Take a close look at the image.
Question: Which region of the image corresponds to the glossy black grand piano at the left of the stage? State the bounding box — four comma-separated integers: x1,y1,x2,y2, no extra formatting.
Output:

--

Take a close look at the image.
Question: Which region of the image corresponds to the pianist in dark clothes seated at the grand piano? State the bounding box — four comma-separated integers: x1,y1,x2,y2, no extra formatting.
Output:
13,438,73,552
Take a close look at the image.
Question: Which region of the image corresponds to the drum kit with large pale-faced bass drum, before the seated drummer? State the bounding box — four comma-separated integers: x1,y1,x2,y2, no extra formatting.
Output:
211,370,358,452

**Task to complete:**
Please go through the data and copy each line containing the word "Question".

**Written response:**
Question: Which region of the image corresponds to the glossy black grand piano at the left of the stage? State the bounding box — four comma-separated integers: x1,y1,x2,y2, no extra formatting.
Question: Which region of the image corresponds to the pianist in dark clothes seated at the grand piano? State the bounding box — four comma-separated integers: x1,y1,x2,y2, no extra formatting.
Question: Which region of the image corresponds to the drum kit with large pale-faced bass drum, before the seated drummer? State the bounding box — four comma-separated integers: x1,y1,x2,y2, no extra formatting.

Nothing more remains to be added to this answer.